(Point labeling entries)
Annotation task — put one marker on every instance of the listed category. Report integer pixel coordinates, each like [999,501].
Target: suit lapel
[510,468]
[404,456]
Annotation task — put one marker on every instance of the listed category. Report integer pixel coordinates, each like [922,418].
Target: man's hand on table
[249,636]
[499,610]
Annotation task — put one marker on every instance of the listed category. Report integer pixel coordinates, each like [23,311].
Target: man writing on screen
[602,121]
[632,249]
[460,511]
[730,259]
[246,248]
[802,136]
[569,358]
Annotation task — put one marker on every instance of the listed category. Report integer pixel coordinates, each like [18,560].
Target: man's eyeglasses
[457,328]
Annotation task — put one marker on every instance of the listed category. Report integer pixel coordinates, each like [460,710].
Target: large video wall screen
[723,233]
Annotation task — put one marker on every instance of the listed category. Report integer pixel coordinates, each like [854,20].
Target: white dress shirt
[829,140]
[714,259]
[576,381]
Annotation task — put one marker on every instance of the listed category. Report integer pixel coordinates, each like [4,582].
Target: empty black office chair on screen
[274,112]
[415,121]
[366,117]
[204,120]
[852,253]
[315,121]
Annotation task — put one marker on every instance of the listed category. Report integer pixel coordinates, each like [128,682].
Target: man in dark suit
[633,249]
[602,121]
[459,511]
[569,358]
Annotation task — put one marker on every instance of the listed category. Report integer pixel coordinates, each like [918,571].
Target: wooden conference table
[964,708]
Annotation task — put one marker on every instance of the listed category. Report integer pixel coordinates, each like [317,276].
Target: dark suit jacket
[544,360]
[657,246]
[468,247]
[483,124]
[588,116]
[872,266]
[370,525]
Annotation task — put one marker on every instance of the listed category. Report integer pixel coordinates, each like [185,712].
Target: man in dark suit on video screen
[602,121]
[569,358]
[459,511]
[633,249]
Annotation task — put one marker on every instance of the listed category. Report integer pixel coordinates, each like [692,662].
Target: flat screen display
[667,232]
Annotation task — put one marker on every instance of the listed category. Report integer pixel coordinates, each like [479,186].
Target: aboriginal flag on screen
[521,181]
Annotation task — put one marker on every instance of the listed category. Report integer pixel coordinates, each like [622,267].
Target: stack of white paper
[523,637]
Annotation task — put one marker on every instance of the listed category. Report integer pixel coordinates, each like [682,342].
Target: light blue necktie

**Task statement:** Reproduce the entries above from the line containing "each like [479,186]." through the end of the entries, substituting "pale blue necktie" for "light blue necktie" and leaving all other text unchanged.

**Complete output:**
Annotation task — put one marker on every instance of the listed category. Report integer pixel coordinates, each like [479,186].
Target: aboriginal flag on screen
[521,181]
Annotation task — put one marker on every instance of the listed category. Report integer pixel coordinates, each like [622,267].
Target: stack of white paper
[523,637]
Annotation task — put one marker on every instance of the listed category. Report integer pixel coordinates, each like [682,342].
Target: pale blue necktie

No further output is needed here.